PAGE TEXT >>
====

Finally we get to “Software Prefetch”. The AMD64/Intel64 instruction set includes a set of explicit prefetch instructions. There are two versions that matter, the “PREFETCH T0” instruction and the “PREFETCH NTA” instruction. The former fetches data from memory much like a load, while the latter fetches data from memory and marks it as “non-temporal” — meaning that it is unlikely to be reused. For Family10h Opterons “non-temporal” fetches go into the L1 cache but when they are chosen to be replaced in the L1 Cache, they are simply dropped (if clean) rather than being sent to the L2 Cache as “victims”. This allows the L2 Cache to be used more effectively for data that is likely to be reused. Since the array used in this benchmark is much larger than the cache, I could use the PREFETCH_NTA instruction when explicitly prefetching data. The choice of prefetch instruction does not make much difference in performance here, though it can sharply reduce performance if the code does end up reusing the data, so in these examples I use PREFETCH_T0 just as a habit.

Different revisions of hardware treat software prefetches differently — again it is hard to obtain this information from vendor documentation. There are several issues relating to software prefetch behavior that can influence how you want to use them:

Do software prefetches cause access violations if the address is out-of-bounds?
No they do not. This makes them easier to use since you can prefetch beyond the end of an array without worrying about access violations.
Do software prefetches trigger the hardware page table walker in the event of a TLB miss?
Yes, on Family10h Opterons. This is usually a good thing, though there is only one hardware page table walker per core. The SW prefetch will only cause a hardware table walk — if the page table entry is not found by the hardware table walker, the request will be silently dropped. This is different than a load, which will cause a trap to O/S software if the page table entry is not found by the hardware table walker (for example if the page has been swapped to disk).
Do the addresses used in software prefetches trigger the hardware prefetchers like loads do?
In earlier Opterons I think that the answer was “no”, and in Family10h Opterons I think that the answer is “yes”, but it does not matter in this particular test case.
Do software prefetches combine in the cache miss buffers with load misses, or do they allocate separate buffers?
For AMD Family10h processors the Miss Address Buffers combine all accesses to the same cache line, whether due to hardware prefetches, load misses, or software prefetches. This makes it less critical that the code avoid issuing both load misses and SW prefetches to the same cache line.

Prefetching Experiments

I repeated most of the previous experiments with explicit software prefetch instructions added. In each case I varied the distance between the current loop pointer and the target of the prefetch from 0 8-Byte elements to 1024 8-byte elements. The prefetch instructions were added using yet another compiler intrinsic function executed once per loop (which explains why I prefer to unroll the inner loop to handle a cache line at a time). The inner loop of Version 003 (with 4 scalar variables as partial sums) then becomes Version004:

            for (i=0; i<N; i+=8) {
                _mm_prefetch((char *)&a[i+AHEAD],_MM_HINT_T0);
                sum0 += a[i+0];
                sum1 += a[i+1];
                sum2 += a[i+2];
                sum3 += a[i+3];
                sum0 += a[i+4];
                sum1 += a[i+5];
                sum2 += a[i+6];
                sum3 += a[i+7];
            }

and the resulting assembly code for the inner loop is as expected:

..B1.10: 
        addsd     a(%rdx), %xmm3 
        addsd     8+a(%rdx), %xmm2
        addsd     16+a(%rdx), %xmm1
        addsd     24+a(%rdx), %xmm0
        addsd     32+a(%rdx), %xmm3
        addsd     40+a(%rdx), %xmm2 
        addsd     48+a(%rdx), %xmm1
        addsd     56+a(%rdx), %xmm0  
        prefetcht0 (%rax)

====

DATASET EXTRACT >>
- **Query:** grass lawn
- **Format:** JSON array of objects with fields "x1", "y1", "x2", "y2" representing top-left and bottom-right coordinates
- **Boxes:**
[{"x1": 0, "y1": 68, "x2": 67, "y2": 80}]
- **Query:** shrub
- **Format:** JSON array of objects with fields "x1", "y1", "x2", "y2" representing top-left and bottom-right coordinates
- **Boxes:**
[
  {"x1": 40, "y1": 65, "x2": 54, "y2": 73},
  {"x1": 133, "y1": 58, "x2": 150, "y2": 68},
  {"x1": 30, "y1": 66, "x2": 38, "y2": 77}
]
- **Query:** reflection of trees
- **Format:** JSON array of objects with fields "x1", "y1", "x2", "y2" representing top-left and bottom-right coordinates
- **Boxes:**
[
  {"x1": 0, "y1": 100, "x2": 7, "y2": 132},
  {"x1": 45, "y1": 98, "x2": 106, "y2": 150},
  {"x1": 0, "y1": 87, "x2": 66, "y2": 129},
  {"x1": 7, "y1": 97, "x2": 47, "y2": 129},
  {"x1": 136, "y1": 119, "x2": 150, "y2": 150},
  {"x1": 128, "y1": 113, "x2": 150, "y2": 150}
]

====

WORK INSTRUCTIONS >>
Write out the software prefetch text starting with "Yes, on Family10h" and going on through "allocate separate buffers?", changing "Opterons" to "Opteron processors" each time it comes up.

FULL ANSWER >>
Yes, on Family10h Opteron processors. This is usually a good thing, though there is only one hardware page table walker per core. The SW prefetch will only cause a hardware table walk — if the page table entry is not found by the hardware table walker, the request will be silently dropped. This is different than a load, which will cause a trap to O/S software if the page table entry is not found by the hardware table walker (for example if the page has been swapped to disk).
Do the addresses used in software prefetches trigger the hardware prefetchers like loads do?
In earlier Opteron processors I think that the answer was “no”, and in Family10h Opteron processors I think that the answer is “yes”, but it does not matter in this particular test case.
Do software prefetches combine in the cache miss buffers with load misses, or do they allocate separate buffers?